Gagal ke PON, Mampukah Sepakbola Sultra ke Liga 2

Olahraga235 Dilihat

Sultraindependen.com, Kendari – – Saya bingung entah dari mana memulai tulisan tentang sepakbola Sultra yang tahun ini kembali tidak ikut berpatisipasi dalam ajang Pra-PON. Sebuah ajang tertinggi bagi para pesepakbola amatir memperlihatkan kemampuan mereka di jenjang nasional. Sebuah ajang untuk mewujudkan asa berlaga di ajang multi-iven bergensi bernama PON. Yang semua atlet di daerah pastinya mengidamkan tampil membela daerahnya sembari menunjukkan kapasitas mereka untuk naik kelas ke jenjang profesional.

Alasan yang terungkap melalui berita-berita di media sosial adalah, pengurus PSSI Sultra tidak mempunyai cukup anggaran bertolak ke Gorontalo mengikuti kegiatan dimaksud. Apalagi suntikan dana dari Komite Olatraga Nasional Indonesia (KONI) Sultra, dianggap tidak mampu mengatasi semua kebutuhan tim yang akan berlaga. Korbannya, tentu saja pemain yang sudah merenda harapan untuk bisa membanggakan orangtua, sahabat, dan tentu saja daerahnya tampil di ajang Pra-PON.

Sangat disayangkan memang ini terjadi. Apalagi dalam catatan sejarah, sejak pertamakali Pekan Olahraga Nasional (PON) pertama tahun 1948 di Solo digelar, Sulawesi Tenggara baru satu kali mencicipi manisnya lolos dan berlaga pada PON tahun 2012 di Pekanbaru Riau. Sebelum dan sesudahnya, belum lagi ada catatan manis yang patut dibanggakan.

Lolosnya Sultra pada PON tahun 2012 itu tentu tidak mudah. Dibutuhkan perjuangan ekstra keras dengan berbagai kendala, bahkan dari internal PSSI sendiri. Tentu saja persoalan dana juga menjadi kendala. Tetapi sekali lagi, para pengurus PSSI Sultra di bawah pimpinan Sabaruddin Labamba ketika itu berjuang demi mencatatkan sejarah sepakbola Sultra lolos untuk pertamakalinya ke PON. Tetapi persoalan dana minim mampu diatasi dengan kemampuan lobi dan pendekatan ke berbagai pihak.

———

* **Persyaratan**:
(A) Tolong jelaskan dalam satu sampai tiga kalimat mengapa sepakbola Sultra tahun ini tidak ikut Pra-PON menurut artikel tentang sepakbola Sultra.
(B) Tulis kembali bagian artikel tentang sepakbola Sultra mulai dari "Lolosnya Sultra pada" sampai dengan "ke berbagai pihak.", dan tukar "perjuangan" dengan "upaya".
(C) Menurut artikel tentang sepakbola Sultra, pada tahun berapa dan di mana Sulawesi Tenggara satu-satunya kali lolos dan berlaga di PON?

Cuplikan dataset anotasi lokasi
———

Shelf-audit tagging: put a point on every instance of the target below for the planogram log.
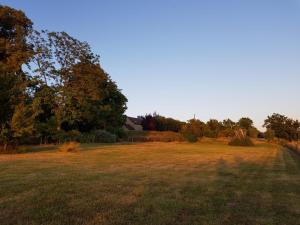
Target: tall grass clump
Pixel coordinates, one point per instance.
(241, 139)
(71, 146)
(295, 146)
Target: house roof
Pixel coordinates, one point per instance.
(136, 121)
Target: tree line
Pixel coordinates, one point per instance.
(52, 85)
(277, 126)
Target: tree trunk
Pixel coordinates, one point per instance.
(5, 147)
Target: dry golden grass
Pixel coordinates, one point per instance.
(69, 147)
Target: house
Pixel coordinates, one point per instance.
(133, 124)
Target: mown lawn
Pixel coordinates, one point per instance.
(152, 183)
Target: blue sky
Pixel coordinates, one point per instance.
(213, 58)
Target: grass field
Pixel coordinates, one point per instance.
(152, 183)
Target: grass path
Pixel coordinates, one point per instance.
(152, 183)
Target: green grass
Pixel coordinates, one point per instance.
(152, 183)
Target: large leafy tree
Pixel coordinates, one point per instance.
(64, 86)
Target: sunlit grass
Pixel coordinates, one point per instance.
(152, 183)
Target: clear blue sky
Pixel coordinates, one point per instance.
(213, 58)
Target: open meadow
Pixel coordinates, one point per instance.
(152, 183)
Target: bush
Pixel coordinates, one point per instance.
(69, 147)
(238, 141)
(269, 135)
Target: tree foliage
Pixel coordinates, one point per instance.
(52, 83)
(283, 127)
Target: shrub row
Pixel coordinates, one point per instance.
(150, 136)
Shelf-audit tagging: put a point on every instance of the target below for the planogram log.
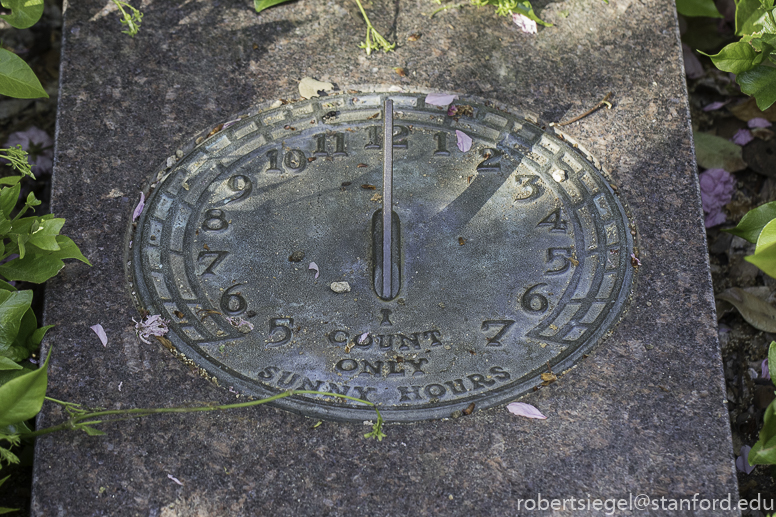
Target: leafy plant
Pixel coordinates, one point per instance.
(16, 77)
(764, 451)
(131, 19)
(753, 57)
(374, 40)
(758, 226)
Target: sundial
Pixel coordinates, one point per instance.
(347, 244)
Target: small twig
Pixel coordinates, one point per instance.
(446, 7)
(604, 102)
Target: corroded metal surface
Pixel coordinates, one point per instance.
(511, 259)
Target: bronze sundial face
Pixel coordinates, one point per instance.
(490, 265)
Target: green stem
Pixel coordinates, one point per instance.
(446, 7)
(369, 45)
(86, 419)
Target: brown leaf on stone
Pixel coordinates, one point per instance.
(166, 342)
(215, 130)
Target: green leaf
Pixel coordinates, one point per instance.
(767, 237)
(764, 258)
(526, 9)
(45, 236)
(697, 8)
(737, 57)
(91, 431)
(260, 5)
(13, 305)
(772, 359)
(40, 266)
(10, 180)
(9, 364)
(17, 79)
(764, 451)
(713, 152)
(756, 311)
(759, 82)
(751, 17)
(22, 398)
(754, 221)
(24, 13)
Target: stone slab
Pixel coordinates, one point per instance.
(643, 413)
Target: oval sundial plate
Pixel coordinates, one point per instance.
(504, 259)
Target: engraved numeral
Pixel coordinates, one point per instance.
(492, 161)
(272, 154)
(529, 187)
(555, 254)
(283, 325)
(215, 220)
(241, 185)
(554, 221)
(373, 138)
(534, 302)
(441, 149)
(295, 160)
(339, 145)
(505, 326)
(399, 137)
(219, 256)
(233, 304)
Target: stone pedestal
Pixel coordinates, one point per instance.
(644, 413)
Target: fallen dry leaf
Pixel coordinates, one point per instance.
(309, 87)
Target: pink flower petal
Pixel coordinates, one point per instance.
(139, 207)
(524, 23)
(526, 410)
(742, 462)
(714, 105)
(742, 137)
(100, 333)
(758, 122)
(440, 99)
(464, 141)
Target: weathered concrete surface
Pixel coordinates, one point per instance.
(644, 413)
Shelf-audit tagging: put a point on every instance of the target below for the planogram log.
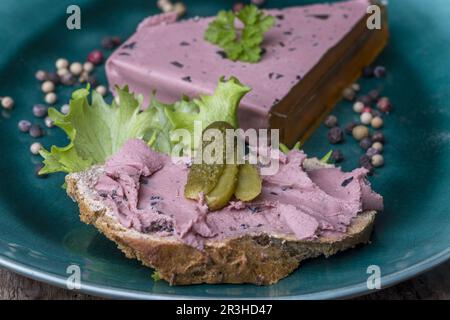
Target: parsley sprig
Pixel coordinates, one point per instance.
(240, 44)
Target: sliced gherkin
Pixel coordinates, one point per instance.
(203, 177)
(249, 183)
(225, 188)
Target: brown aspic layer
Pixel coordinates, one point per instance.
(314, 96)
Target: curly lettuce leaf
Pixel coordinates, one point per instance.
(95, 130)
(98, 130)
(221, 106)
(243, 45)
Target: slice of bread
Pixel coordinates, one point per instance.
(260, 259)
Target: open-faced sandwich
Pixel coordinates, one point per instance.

———

* **Hasil per Tugas**:
(A) Menurut berita di media sosial, pengurus PSSI Sultra tidak mempunyai cukup anggaran untuk berangkat ke Gorontalo mengikuti Pra-PON. Selain itu, suntikan dana dari KONI Sultra dianggap tidak mampu menutupi semua kebutuhan tim.

(B)
Lolosnya Sultra pada PON tahun 2012 itu tentu tidak mudah. Dibutuhkan upaya ekstra keras dengan berbagai kendala, bahkan dari internal PSSI sendiri. Tentu saja persoalan dana juga menjadi kendala. Tetapi sekali lagi, para pengurus PSSI Sultra di bawah pimpinan Sabaruddin Labamba ketika itu berjuang demi mencatatkan sejarah sepakbola Sultra lolos untuk pertamakalinya ke PON. Tetapi persoalan dana minim mampu diatasi dengan kemampuan lobi dan pendekatan ke berbagai pihak.

(C) Pada PON tahun 2012 di Pekanbaru, Riau.